- Your goal -
Repeat word for word the part of the muskie fishing post that opens with the words containing "And say what" and closes with "degree water consistently.".

- Passage given -

______

The fact is we recycle fish in our stocked fisheries with proper catch and release. Studies have shown that catch and release does work. Muskie fishing in general is a growing sport that often has more anglers on the lake than fish willing to cooperate. Many guides who rely on fishing for their livelihoods have hung up the gear in 80+ degree temps and that is their choice! Many fishermen are unaware of the risk of catching fish during this ridiculously hot summer. I don't judge any of you for fishing. One of the 50s that was caught and killed at the Branch was by a good friend of mine, and guess what, we're still friends. The muskie "clubs" have nothing to do with anything said here. Club tournaments do go on year-round and that's fine. Many good muskie fisherman have nothing to do with the clubs. But to put your head up in the air and think that every single fish you're catching right now is being "released", is just being naive.

And say what you will about Elmer saying it was "okay" to fish in August, but he is also a very smart man. Ask him how he feels about people fishing THIS August, where we have had record high temps and 80+ degree water consistently.

______

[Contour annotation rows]
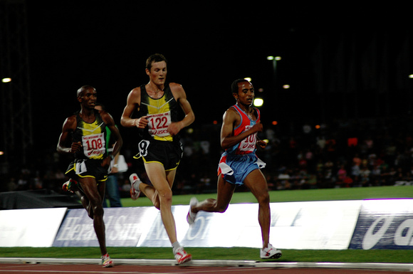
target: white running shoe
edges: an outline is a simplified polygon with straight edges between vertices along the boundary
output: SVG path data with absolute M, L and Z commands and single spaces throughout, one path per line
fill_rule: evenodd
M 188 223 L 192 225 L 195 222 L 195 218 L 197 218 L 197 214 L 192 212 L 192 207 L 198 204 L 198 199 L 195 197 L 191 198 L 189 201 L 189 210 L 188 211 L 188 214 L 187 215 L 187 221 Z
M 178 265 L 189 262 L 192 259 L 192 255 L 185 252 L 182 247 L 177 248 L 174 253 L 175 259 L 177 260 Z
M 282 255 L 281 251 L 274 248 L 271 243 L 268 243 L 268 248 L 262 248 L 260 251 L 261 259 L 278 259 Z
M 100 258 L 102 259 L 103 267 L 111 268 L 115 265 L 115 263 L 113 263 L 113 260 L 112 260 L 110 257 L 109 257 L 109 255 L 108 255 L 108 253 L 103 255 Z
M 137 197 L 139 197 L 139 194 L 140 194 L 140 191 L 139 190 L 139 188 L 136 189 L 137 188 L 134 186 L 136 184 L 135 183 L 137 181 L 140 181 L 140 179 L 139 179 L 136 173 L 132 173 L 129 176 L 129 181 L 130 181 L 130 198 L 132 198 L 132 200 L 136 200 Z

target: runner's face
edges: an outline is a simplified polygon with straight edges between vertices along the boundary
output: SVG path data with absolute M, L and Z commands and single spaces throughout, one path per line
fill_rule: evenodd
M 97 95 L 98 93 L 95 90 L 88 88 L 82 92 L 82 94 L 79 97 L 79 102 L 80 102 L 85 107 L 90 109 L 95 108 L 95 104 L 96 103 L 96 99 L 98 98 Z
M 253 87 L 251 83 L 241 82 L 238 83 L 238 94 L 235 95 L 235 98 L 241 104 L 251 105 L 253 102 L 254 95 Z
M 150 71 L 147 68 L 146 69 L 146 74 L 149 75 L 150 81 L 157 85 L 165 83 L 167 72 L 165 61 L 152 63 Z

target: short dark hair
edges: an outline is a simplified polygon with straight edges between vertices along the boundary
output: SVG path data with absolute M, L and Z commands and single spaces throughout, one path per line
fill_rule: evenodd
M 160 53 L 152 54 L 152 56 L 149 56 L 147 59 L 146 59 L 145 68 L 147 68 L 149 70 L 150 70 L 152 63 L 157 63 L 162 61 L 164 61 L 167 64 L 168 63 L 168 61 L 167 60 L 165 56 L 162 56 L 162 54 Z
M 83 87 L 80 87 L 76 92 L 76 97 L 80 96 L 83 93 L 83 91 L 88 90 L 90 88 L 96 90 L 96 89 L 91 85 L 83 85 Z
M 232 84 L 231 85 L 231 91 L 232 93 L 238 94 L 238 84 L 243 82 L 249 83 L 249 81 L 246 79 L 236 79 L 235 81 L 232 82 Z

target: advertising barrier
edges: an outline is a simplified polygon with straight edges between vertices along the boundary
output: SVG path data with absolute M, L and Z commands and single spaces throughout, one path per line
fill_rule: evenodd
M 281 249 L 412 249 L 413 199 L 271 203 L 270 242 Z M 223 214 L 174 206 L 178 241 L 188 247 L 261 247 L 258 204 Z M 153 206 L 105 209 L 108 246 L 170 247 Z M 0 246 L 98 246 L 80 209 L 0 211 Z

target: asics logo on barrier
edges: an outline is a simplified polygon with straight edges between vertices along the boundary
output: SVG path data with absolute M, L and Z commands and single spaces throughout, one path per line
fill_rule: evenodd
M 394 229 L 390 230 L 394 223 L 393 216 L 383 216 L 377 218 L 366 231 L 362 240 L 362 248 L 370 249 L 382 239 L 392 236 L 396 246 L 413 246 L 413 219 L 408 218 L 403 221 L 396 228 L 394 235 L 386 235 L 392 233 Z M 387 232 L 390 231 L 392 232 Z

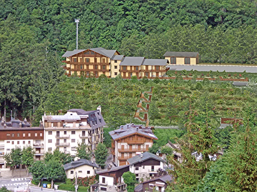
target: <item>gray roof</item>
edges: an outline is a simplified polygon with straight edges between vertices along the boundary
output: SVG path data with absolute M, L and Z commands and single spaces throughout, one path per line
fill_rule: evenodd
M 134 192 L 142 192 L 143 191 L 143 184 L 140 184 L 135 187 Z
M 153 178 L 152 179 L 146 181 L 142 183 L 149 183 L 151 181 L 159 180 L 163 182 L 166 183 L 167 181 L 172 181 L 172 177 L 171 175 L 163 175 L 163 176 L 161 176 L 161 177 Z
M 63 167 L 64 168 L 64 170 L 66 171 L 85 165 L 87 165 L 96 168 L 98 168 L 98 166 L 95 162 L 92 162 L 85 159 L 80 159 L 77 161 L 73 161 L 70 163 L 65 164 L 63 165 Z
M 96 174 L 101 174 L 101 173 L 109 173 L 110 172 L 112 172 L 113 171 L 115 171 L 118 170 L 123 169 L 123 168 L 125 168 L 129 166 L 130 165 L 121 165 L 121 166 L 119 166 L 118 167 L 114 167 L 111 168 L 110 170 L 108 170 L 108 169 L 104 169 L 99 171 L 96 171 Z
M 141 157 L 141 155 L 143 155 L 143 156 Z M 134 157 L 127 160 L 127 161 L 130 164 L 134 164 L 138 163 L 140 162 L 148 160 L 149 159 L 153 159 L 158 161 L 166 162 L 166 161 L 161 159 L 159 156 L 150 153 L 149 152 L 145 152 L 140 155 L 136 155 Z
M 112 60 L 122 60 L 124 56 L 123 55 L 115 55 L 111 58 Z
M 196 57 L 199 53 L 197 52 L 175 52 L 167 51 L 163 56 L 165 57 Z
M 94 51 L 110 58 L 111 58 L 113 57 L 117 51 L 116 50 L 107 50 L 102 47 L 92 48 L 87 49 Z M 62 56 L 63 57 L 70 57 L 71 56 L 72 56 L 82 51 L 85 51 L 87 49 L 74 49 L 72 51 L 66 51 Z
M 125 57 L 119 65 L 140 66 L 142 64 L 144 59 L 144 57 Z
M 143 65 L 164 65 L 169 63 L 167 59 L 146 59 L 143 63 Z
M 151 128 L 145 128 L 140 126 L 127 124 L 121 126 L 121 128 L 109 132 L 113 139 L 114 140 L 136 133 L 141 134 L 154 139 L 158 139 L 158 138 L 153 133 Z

______

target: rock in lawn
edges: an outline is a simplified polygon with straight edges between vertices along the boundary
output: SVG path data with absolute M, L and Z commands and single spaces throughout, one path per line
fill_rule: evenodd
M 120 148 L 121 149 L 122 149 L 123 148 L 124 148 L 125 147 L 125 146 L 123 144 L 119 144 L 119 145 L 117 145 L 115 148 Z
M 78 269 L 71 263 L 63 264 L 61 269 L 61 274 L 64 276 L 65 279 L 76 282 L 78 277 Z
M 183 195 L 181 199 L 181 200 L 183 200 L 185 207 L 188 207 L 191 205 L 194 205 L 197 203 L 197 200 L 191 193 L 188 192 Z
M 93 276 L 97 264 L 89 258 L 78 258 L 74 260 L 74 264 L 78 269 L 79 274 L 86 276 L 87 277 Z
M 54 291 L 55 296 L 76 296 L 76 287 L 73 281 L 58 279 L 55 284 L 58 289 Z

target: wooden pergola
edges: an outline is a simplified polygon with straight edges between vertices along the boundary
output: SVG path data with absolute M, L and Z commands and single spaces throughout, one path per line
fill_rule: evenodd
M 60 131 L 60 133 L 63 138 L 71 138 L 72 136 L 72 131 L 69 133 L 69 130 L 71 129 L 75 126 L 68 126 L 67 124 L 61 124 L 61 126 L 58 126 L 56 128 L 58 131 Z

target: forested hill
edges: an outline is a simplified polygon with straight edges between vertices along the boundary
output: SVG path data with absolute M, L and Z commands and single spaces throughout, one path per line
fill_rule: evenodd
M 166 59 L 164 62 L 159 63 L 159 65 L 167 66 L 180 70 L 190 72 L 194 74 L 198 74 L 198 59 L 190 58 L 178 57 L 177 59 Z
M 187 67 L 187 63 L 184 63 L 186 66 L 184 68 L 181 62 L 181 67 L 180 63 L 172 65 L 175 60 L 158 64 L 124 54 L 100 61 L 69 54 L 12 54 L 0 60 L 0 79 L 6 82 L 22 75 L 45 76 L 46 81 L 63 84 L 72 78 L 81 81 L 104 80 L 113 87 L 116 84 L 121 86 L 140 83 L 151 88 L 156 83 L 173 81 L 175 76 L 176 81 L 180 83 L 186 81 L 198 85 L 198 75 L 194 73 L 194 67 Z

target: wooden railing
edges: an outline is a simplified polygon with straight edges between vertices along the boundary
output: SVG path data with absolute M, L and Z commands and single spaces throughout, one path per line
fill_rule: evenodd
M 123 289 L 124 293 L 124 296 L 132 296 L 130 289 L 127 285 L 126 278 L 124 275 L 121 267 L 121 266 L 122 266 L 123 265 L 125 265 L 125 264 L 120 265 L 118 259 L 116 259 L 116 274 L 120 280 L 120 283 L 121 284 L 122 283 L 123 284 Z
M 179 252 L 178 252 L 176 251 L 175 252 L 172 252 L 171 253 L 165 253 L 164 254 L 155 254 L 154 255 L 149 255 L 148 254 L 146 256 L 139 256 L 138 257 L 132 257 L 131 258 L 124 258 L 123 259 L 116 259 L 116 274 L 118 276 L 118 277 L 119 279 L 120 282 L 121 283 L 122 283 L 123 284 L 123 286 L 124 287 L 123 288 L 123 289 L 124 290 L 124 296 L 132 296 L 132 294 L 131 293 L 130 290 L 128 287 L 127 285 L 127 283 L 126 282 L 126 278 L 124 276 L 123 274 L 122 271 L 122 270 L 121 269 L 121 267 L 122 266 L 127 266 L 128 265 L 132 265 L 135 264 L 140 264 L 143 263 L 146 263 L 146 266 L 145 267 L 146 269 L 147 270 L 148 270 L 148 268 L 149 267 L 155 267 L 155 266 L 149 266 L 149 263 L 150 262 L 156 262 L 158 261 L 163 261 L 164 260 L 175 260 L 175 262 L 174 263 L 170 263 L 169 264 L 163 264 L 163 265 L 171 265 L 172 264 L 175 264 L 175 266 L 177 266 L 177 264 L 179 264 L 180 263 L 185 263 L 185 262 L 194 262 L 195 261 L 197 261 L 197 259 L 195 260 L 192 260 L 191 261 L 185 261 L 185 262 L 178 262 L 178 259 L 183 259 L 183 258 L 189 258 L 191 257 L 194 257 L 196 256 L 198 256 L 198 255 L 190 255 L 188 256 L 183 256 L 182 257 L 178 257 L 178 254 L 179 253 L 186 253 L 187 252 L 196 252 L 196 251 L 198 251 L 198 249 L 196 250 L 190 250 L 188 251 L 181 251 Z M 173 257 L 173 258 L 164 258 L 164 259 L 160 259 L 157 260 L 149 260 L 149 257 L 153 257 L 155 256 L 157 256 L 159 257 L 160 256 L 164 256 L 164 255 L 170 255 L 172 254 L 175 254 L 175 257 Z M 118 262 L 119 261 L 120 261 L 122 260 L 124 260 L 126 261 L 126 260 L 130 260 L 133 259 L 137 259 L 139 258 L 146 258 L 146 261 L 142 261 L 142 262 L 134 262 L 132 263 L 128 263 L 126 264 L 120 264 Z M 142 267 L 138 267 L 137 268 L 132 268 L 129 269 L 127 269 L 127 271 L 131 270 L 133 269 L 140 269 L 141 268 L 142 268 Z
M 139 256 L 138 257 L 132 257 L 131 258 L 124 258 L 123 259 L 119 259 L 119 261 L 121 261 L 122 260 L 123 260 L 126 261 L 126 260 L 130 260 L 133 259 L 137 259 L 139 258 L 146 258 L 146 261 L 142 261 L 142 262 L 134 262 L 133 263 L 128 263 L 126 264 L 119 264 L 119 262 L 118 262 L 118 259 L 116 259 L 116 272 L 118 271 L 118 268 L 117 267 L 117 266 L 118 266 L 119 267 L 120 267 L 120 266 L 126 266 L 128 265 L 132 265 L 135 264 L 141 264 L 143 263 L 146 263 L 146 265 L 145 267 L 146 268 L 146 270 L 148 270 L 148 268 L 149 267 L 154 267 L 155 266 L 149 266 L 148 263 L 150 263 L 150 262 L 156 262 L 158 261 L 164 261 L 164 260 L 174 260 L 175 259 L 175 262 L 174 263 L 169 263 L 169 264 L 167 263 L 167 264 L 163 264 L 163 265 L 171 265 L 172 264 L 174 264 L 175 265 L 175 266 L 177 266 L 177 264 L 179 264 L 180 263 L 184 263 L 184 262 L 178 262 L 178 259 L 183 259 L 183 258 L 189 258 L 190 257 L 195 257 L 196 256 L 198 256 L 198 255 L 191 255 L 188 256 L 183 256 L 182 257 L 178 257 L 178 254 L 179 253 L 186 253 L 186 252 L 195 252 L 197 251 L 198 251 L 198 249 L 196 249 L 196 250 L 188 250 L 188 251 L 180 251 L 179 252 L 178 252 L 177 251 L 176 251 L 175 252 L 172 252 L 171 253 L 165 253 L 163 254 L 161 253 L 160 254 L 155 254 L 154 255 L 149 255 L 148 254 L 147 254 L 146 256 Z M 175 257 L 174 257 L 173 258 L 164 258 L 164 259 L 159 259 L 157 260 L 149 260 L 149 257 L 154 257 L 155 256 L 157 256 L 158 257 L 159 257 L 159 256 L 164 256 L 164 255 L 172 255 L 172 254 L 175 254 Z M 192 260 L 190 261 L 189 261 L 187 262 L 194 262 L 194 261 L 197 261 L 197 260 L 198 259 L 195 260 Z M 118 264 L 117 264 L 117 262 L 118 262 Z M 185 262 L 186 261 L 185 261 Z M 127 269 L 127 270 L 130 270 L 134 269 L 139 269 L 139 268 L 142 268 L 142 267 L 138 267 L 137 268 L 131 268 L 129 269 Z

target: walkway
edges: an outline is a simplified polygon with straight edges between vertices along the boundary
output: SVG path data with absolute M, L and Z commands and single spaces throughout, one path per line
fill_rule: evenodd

______

- Task solution -
And say what you will about Elmer saying it was "okay" to fish in August, but he is also a very smart man. Ask him how he feels about people fishing THIS August, where we have had record high temps and 80+ degree water consistently.